EXERCISE MATERIAL
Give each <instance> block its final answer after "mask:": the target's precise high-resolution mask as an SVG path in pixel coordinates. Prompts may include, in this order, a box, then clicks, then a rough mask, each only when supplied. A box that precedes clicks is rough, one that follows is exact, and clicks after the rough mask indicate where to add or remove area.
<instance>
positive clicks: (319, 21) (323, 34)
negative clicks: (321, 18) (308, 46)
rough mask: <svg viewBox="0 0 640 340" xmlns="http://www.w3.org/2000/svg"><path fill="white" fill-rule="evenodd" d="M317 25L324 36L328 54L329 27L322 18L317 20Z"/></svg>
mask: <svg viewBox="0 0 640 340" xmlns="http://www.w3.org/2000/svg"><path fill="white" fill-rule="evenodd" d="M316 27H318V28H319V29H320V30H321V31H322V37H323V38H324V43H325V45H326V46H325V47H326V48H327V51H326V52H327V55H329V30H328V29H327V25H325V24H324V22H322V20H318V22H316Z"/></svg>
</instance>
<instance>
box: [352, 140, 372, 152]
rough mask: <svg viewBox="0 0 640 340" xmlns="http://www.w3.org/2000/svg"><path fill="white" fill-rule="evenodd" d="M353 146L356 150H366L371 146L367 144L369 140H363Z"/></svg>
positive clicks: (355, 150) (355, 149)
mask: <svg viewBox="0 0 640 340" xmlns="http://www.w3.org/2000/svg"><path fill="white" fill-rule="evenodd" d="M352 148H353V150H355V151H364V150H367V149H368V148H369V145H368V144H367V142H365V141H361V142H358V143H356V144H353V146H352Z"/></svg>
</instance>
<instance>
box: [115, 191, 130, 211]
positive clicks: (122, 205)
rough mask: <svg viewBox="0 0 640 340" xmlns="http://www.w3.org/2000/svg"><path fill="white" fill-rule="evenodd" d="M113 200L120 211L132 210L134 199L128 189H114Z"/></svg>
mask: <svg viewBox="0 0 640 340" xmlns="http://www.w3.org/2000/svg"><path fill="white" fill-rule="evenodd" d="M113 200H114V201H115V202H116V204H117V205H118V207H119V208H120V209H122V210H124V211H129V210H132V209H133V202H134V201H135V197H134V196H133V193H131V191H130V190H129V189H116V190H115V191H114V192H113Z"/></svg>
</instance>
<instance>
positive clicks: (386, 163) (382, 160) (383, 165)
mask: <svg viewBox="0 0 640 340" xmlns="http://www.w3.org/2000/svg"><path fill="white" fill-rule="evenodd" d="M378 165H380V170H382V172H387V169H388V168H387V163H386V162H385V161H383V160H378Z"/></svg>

DESCRIPTION OF THE TASK
Write out every one of the rows above again, character for character and in the same order.

YOUR RESPONSE
Give each <instance> block its final answer after "mask:": the target's precise high-resolution mask as an SVG path in pixel coordinates. Prompts may include, in this order, a box, then clicks, then a rough mask, each only when supplied. A box that precedes clicks is rough, one that follows is exact, and clicks after the rough mask indicate where to add or remove area.
<instance>
positive clicks: (319, 21) (323, 34)
negative clicks: (321, 18) (308, 46)
rough mask: <svg viewBox="0 0 640 340" xmlns="http://www.w3.org/2000/svg"><path fill="white" fill-rule="evenodd" d="M317 25L324 36L328 54L329 27L322 18L317 20Z"/></svg>
mask: <svg viewBox="0 0 640 340" xmlns="http://www.w3.org/2000/svg"><path fill="white" fill-rule="evenodd" d="M316 27H318V28H319V29H320V30H321V31H322V37H323V38H324V43H325V45H326V46H325V47H326V48H327V51H326V52H327V55H329V30H328V29H327V25H325V24H324V22H322V20H318V22H316Z"/></svg>
</instance>
<instance>
box: [352, 140, 372, 152]
rough mask: <svg viewBox="0 0 640 340" xmlns="http://www.w3.org/2000/svg"><path fill="white" fill-rule="evenodd" d="M353 146L356 150H366L371 146L367 144L369 140H363Z"/></svg>
positive clicks: (355, 150) (355, 149)
mask: <svg viewBox="0 0 640 340" xmlns="http://www.w3.org/2000/svg"><path fill="white" fill-rule="evenodd" d="M352 148H353V150H355V151H364V150H367V149H368V148H369V145H368V144H367V142H365V141H361V142H358V143H356V144H353V146H352Z"/></svg>
</instance>
<instance>
box: [115, 191, 130, 211]
positive clicks: (122, 205)
rough mask: <svg viewBox="0 0 640 340" xmlns="http://www.w3.org/2000/svg"><path fill="white" fill-rule="evenodd" d="M113 200L120 211L132 210L134 199L128 189H114Z"/></svg>
mask: <svg viewBox="0 0 640 340" xmlns="http://www.w3.org/2000/svg"><path fill="white" fill-rule="evenodd" d="M113 200H114V201H115V202H116V204H117V205H118V207H119V208H120V209H122V210H124V211H129V210H132V209H133V202H134V201H135V197H134V196H133V193H131V191H130V190H129V189H116V190H115V191H114V192H113Z"/></svg>
</instance>
<instance>
positive clicks: (386, 163) (382, 160) (383, 165)
mask: <svg viewBox="0 0 640 340" xmlns="http://www.w3.org/2000/svg"><path fill="white" fill-rule="evenodd" d="M378 165H380V170H382V172H387V169H388V168H387V163H386V162H385V161H383V160H378Z"/></svg>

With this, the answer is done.